はい、アートテラー・とにのそろそろ美術の話を。この番組は、私アートテラー・とにがアートに関わる方をゲストにお迎えして、トークを繰り広げるポッドキャスト番組です。
本日は、板橋区立美術館館長松岡希代子さんをゲストにトークをしていきたいと思います。
こんにちは。
どうもよろしく。
お願いします。
こっちから振る前に、改めてよろしくお願いいたします。
こちらこそ。
はい、よろしくお願いいたします。
板橋区立美術館は、エピソード25、26で広中佐徳学芸員さんに出演いただきました。
まだ未視聴の方は、ぜひご視聴ください。
ということで、満を持して板橋区立美術館から2人目の登場ということで、よろしくお願いいたします。
よろしくお願いします。
いや、でももう長いですもんね、松岡さんと。僕も。
そう、だけど、今朝考えたんだけど、とにさんと座って会話するの初めて。
え、でも長時間結構。
いつも立ってるとか、なんかそんな感じ。
面と向かっては、こう向かい合って、ちゃんとじっくりはないのかもしれないですね。
でも本当に不思議なもので、ありがたい話で板橋区立美術館さんに来て、取材というか展覧会を見させてもらって、その後にその学芸室に行くと、なぜか立ち話がずっと始まりますよね。
そう。というか、ここの館自体の構造が、ちょっとした大きいうちぐらいの規模感でやってるから、来たお客さんはみんな会っちゃうみたいな。
そっかそっか。で、だいたい立ち話しを30分とか1時間とか平気でしてますもんね。
立ち話ししてる間を、人が通り抜けてすいませんとか言いながら、いろんな人たちが出たり入ったりするっていう。
本当そんな感じですよね。
そう。
だから今日改めてちゃんといろんな話を聞けたらと思う。
いやいや、別にもう私話すことなくて、トニーさんも日本中の美術館展覧会見て回ってるから、トニーさんも全然トニーさんの方が詳しい。
そんなことはない。そんなことはないですし。
いやでも、だからやっぱり今回のテーマとしてやっていきたいなと思うのが、
前回広中さんに出演いただいたときには、板橋区立美術館の柱ですよね。
の一つとしてシュルレアリズムがあるという話で、日本のシュルレアリズムの話をしていただいたんですけど、
もうあと二つあるんですよね。江戸美術とそれからもう一つが絵本。
この絵本部門というかのスペシャリストとして松岡さんですし、
この番組で絵本のことを取り上げるのは実は初めてなんですよ。
え!?
5年間やってきて、すみません。リアルな驚きが出たかもしれませんが、そうなんです。
なんと初めてでして、そのあたりを今回はいろいろとお聞きできたらなと思っておりますので、よろしくお願いいたします。

--- 練習問題 ---
A - 「板橋区立美術館は、エピソード25、26で広中佐徳学芸員さんに出演いただきました。」の入ったところから書き始め、「ち話がずっと始まりますよね。」まで書いたら止めて、本文の言葉をそのままもう一度書き出してください。
B - (i) 板橋区立美術館の館長は松岡希代子さんである、(ii) この番組で絵本を取り上げるのは今回が二回目である、(iii) 広中佐徳学芸員はエピソード25と26に出演した、の三つが本文と合っているかを「はい」か「いいえ」で答えてください。それぞれ、決め手になる本文の言葉を一字も変えずに引用してください。
この項目は、ここでの作業には使いません。

--- データ項目 ---
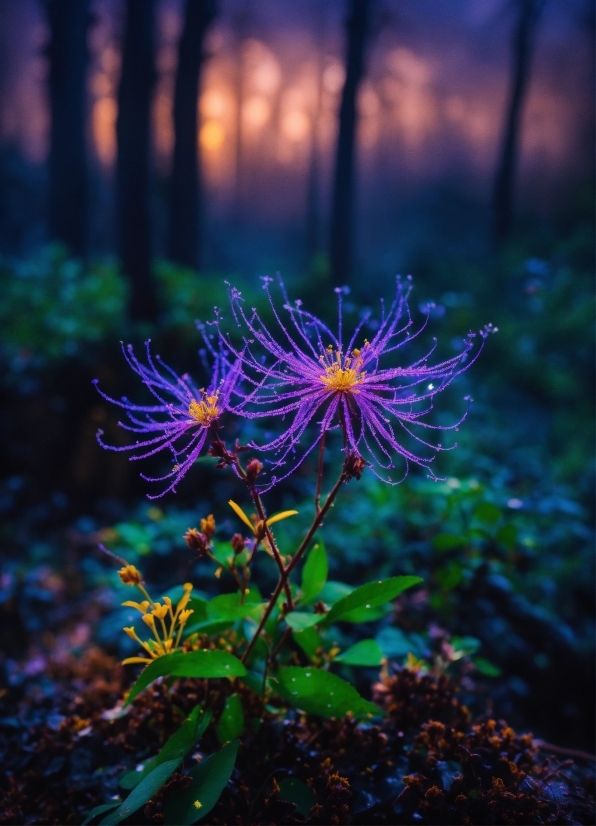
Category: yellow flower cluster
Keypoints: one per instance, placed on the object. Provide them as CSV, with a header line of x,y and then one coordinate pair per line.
x,y
165,622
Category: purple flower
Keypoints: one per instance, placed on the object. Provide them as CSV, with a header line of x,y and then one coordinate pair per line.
x,y
308,374
182,419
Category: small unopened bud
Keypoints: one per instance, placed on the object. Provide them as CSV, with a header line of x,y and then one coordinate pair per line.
x,y
353,466
253,468
208,526
130,575
196,540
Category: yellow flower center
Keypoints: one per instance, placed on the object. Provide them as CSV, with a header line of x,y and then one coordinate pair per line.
x,y
342,374
205,411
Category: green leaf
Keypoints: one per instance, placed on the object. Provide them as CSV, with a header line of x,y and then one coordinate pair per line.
x,y
370,596
507,535
209,779
99,810
254,681
203,663
231,722
178,745
365,652
394,643
465,645
309,641
228,606
314,573
488,513
299,621
448,541
320,692
143,792
208,627
487,668
295,791
199,606
334,591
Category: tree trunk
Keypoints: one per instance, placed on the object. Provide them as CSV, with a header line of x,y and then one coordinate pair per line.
x,y
184,237
503,192
343,185
68,57
133,133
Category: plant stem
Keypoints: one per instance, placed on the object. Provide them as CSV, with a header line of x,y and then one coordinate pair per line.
x,y
283,579
274,549
320,474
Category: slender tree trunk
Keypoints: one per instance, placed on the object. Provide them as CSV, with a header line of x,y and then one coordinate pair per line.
x,y
313,193
240,23
184,238
133,132
342,204
523,47
68,56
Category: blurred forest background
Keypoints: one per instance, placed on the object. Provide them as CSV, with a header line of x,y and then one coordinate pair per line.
x,y
152,149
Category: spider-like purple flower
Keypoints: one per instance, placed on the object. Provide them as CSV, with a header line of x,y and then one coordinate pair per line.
x,y
308,375
184,416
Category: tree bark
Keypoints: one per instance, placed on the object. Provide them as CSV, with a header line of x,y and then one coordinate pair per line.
x,y
343,184
185,231
67,164
523,47
133,133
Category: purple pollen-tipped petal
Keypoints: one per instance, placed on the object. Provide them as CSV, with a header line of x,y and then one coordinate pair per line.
x,y
184,416
301,368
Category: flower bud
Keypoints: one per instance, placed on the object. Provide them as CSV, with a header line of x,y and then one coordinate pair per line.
x,y
130,575
208,526
253,468
196,540
353,466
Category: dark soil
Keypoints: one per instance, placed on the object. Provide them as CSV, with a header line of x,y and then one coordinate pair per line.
x,y
65,742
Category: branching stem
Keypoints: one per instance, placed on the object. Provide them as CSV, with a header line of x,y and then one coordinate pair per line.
x,y
287,570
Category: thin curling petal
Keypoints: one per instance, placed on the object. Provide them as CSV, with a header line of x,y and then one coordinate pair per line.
x,y
302,374
183,416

--- 解答 ---
A -
板橋区立美術館は、エピソード25、26で広中佐徳学芸員さんに出演いただきました。
まだ未視聴の方は、ぜひご視聴ください。
ということで、満を持して板橋区立美術館から2人目の登場ということで、よろしくお願いいたします。
よろしくお願いします。
いや、でももう長いですもんね、松岡さんと。僕も。
そう、だけど、今朝考えたんだけど、とにさんと座って会話するの初めて。
え、でも長時間結構。
いつも立ってるとか、なんかそんな感じ。
面と向かっては、こう向かい合って、ちゃんとじっくりはないのかもしれないですね。
でも本当に不思議なもので、ありがたい話で板橋区立美術館さんに来て、取材というか展覧会を見させてもらって、その後にその学芸室に行くと、なぜか立ち話がずっと始まりますよね。

B -
(i) はい。「板橋区立美術館館長松岡希代子さん」
(ii) いいえ。「この番組で絵本のことを取り上げるのは実は初めてなんですよ。」
(iii) はい。「エピソード25、26で広中佐徳学芸員さんに出演いただきました。」